In this day and age, how can we know what truth is? Don’t worry, says Kevin Young: we never could. Bunk traces the history of American hoaxes, forgeries, fakes, and frauds—and in the process, shows us that race is the biggest long con of all.

Caca Dolce, Chelsea Martin

Chelsea Martin’s darkly funny, unsparing memoir deals with class, family, mental illness, sex, and basically every other source of twentysomething neurosis with a sense of humor and a gimlet eye.

Read our interview with Chelsea Martin.

Hunger, Roxane Gay

This memoir, by the author of bestselling essay collection Bad Feminist, takes an unflinching look at food, weight, and body image. It’s about fat bodies, but also black bodies and female bodies, and in general about living as a body in the world.

Read a discussion of Hunger.

Read our interview with Roxane Gay.

Imagine Wanting Only This, Kristen Radtke

Kristen Radtke’s graphic memoir is also an exploration of disaster, death, and decay; it depicts Radtke’s life, but also her fascination with ruined and abandoned buildings and cities. A great choice for people who want to lean really hard into their conviction that there’s nothing funny about comics.

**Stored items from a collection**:

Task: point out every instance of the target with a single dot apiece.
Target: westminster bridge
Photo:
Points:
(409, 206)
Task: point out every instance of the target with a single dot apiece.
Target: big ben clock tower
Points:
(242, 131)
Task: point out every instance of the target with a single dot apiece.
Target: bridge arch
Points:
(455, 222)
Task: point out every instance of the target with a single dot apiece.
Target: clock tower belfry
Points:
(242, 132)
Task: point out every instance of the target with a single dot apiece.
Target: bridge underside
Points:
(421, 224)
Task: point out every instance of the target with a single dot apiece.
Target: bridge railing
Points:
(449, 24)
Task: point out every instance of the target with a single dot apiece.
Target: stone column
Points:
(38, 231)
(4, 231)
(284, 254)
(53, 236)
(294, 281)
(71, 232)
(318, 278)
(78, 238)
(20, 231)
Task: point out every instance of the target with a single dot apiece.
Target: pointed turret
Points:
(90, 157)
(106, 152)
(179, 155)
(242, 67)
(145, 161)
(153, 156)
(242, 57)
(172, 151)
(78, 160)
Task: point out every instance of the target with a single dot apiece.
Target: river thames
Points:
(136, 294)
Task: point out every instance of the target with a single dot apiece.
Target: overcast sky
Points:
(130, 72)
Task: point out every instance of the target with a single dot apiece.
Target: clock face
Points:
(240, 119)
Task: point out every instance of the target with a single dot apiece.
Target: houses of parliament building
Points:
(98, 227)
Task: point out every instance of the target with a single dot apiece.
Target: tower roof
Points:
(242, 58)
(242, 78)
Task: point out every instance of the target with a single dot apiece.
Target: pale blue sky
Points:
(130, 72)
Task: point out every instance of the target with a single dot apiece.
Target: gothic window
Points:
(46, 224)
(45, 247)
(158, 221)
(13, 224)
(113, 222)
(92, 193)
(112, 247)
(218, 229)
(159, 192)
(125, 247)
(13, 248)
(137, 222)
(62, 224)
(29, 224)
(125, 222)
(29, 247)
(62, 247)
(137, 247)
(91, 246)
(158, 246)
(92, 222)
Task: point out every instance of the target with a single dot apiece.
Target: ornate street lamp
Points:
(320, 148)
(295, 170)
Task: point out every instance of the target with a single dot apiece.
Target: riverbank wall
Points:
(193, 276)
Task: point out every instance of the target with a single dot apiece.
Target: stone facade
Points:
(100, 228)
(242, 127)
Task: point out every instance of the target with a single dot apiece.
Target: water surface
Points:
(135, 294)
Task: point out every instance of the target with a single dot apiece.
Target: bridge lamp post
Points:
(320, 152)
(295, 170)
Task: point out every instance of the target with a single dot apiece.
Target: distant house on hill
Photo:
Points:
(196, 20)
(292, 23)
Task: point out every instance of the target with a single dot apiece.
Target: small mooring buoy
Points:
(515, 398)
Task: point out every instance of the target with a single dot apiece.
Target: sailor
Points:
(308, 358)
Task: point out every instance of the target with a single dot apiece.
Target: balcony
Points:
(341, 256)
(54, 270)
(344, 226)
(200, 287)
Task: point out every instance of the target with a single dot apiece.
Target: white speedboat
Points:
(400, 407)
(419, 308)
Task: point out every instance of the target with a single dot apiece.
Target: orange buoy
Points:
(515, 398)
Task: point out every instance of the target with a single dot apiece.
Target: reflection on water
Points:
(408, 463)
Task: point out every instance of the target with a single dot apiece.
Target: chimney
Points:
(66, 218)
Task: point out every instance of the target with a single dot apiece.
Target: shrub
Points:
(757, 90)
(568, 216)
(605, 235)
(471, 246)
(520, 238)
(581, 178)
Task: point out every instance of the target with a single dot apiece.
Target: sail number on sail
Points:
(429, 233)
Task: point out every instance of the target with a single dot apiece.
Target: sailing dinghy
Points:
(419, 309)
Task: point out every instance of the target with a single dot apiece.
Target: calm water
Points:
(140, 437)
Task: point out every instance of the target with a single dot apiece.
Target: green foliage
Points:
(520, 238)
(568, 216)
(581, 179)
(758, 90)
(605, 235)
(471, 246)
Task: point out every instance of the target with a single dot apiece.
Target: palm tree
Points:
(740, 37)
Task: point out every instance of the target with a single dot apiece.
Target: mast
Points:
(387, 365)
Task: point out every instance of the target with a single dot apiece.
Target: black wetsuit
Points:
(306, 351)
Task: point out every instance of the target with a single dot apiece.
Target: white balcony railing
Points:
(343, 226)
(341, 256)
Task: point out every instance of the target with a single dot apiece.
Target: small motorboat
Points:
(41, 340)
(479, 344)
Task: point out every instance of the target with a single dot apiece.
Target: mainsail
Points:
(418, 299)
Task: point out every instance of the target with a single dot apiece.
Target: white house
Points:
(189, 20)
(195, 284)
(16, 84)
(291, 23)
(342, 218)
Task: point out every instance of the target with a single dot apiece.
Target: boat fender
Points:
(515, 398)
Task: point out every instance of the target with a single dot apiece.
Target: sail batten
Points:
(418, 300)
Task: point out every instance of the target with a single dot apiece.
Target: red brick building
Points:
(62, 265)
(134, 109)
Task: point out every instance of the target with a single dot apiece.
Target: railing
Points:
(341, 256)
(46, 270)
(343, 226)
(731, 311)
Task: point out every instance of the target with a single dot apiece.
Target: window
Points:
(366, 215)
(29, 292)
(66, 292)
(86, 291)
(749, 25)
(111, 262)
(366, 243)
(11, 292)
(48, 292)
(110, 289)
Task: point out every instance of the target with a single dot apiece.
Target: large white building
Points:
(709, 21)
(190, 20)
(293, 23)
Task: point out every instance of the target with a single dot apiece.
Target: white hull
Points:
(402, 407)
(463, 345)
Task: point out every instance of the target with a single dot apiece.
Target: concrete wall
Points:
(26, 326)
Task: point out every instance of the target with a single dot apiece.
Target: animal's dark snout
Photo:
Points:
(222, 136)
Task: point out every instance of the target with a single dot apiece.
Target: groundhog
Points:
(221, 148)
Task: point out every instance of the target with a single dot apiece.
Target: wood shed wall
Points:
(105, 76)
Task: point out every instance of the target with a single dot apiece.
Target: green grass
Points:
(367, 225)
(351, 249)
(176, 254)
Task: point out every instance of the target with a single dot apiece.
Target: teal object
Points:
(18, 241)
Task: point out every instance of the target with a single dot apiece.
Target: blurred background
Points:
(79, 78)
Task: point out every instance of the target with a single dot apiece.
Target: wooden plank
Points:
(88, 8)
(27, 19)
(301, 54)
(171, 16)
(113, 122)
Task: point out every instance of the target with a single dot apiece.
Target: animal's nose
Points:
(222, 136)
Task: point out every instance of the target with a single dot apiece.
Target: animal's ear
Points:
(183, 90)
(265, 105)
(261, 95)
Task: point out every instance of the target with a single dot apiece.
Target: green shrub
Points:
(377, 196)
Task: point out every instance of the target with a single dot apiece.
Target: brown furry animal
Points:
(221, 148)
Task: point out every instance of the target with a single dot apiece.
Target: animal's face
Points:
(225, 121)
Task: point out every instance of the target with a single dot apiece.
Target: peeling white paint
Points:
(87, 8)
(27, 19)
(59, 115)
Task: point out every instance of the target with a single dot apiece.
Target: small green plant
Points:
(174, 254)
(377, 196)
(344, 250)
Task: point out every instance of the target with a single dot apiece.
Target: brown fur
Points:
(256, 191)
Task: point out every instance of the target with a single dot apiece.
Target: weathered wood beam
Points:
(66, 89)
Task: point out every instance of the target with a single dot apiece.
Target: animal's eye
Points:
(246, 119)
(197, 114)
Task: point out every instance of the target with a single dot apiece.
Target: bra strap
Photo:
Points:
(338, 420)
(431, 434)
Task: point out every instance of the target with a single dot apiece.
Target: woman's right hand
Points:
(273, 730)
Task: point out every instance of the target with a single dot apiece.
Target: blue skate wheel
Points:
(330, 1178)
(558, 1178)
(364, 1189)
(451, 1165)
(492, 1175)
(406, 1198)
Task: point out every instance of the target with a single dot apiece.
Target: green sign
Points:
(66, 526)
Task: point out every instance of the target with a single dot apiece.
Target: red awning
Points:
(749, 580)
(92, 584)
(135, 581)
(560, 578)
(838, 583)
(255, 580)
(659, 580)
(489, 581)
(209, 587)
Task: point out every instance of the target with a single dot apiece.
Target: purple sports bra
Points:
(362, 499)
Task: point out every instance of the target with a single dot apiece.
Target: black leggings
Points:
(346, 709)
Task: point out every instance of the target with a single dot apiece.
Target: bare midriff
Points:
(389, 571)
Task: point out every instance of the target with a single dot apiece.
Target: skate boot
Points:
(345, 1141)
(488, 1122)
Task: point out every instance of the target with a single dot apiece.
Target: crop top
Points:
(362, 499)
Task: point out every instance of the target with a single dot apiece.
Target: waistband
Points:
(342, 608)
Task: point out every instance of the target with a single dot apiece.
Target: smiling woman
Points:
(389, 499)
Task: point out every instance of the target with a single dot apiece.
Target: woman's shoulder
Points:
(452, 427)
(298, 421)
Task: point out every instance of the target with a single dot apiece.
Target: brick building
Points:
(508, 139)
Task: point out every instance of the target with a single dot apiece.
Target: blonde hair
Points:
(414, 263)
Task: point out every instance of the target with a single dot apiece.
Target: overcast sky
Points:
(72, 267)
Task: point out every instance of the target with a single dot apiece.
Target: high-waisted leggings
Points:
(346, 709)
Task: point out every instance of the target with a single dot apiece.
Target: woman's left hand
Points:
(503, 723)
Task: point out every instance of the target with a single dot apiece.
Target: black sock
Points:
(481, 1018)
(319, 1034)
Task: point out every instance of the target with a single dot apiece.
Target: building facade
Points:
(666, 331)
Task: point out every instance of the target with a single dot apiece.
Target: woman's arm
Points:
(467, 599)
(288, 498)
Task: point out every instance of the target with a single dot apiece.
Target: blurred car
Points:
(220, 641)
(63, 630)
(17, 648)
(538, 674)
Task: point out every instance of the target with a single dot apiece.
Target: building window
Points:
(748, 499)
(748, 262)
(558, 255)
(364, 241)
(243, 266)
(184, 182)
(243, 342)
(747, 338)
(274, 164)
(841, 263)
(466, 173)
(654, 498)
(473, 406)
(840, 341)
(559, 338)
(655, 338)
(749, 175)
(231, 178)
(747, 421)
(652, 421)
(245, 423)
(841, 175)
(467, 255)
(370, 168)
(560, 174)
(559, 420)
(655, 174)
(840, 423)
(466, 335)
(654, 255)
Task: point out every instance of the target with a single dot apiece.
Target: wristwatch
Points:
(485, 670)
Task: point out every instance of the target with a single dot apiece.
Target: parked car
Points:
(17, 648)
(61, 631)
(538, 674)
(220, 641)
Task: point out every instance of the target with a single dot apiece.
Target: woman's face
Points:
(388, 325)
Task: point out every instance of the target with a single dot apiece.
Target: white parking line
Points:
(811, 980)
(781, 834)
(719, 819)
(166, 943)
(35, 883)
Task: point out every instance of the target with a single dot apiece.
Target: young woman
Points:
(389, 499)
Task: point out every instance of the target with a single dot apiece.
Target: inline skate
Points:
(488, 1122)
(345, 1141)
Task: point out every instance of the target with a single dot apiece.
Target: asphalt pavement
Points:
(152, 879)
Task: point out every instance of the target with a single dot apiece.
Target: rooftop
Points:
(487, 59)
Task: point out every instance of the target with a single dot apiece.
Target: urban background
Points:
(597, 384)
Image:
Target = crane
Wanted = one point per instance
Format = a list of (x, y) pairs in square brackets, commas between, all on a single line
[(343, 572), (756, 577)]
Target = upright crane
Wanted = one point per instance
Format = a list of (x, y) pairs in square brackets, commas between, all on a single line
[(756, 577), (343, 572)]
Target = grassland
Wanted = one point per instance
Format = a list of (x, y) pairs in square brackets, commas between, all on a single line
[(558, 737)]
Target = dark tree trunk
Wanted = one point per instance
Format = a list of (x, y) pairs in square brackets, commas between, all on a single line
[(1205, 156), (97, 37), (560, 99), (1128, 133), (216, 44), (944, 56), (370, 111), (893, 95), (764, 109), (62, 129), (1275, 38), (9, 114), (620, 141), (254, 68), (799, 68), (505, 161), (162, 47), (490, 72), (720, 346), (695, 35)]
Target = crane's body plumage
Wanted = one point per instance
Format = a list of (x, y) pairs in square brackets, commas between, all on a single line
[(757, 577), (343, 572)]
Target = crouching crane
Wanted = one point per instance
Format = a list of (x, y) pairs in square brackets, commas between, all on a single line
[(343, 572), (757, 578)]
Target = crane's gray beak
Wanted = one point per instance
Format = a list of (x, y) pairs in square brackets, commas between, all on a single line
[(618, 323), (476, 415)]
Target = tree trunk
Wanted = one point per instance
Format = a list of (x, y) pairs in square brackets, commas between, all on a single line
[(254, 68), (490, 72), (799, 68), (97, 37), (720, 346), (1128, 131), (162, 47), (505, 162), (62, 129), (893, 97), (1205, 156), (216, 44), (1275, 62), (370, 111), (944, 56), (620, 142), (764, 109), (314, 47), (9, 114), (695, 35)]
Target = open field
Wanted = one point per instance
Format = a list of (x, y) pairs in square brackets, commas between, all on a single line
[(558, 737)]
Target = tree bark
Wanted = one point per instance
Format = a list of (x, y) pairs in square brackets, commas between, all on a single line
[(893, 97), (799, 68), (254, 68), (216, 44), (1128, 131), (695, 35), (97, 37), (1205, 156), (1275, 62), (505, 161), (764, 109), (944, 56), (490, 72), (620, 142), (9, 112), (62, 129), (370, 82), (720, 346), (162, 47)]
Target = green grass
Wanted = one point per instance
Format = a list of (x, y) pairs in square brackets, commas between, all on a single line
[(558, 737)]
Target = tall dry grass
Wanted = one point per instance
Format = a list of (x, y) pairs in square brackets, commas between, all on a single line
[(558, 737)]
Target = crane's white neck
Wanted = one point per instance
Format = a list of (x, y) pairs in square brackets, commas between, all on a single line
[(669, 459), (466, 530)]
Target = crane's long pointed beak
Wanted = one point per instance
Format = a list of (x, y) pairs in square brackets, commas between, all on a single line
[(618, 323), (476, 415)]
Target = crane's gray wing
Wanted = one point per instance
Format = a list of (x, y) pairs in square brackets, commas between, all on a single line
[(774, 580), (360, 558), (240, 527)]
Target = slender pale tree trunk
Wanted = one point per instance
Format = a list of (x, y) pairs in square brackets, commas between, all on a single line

**Questions to answer**:
1. Answer these questions about the book list:
(a) Which bestselling essay collection is the author of Hunger known for?
(b) According to the book list, what does Bunk show to be the biggest long con of all?
(c) Besides Kristen Radtke's life, what does her graphic memoir depict?
2. Could you go on with the book list, picking up right after its entry on Imagine Wanting Only This?

**Answers provided**:
1.
(a) Bad Feminist
(b) Race
(c) Her fascination with ruined and abandoned buildings and cities

2.
Read our interview with Kristen Radtke.

Killers of the Flower Moon, David Grann

This history, which The New York Times called “disturbing and riveting,” investigates what happened when the Osage tribe, forced onto a nearly unlivable piece of land, find that the land sits on top of tens of millions of dollars worth of oil. It will not make you feel good about the United States, but we all need to be clear-eyed about our country right now.

One Day We’ll All Be Dead and None of This Will Matter, Scaachi Koul

This is easily the funniest book about online harassment, rape, xenophobia, sexism, body image, and getting the silent treatment from your parents that you’ll ever read. But it’s not just whistling in the dark; Koul also writes lovingly about immigrant families, longstanding friendships, and romantic relationships.

Priestdaddy, Patricia Lockwood

This is the first work of prose by poet (and prolific, wonderful tweeter) Patricia Lockwood, and it’s a doozy. It’s a memoir about moving back in with her (married) priest father, but it’s also a searing critique of Catholicism and what it can do to its adherents. And it’s wildly funny and in love with the possibilities of the sentence.

Somebody With a Little Hammer, Mary Gaitskill

Fiction writer Mary Gaitskill dives headfirst into cultural criticism in this collection of essays, which cover topics from poetry to politics to porn. Whether she’s writing about Bjork or Hillary Clinton, she takes her subjects apart and puts them back together so deftly that you’ll never look at them the same way again.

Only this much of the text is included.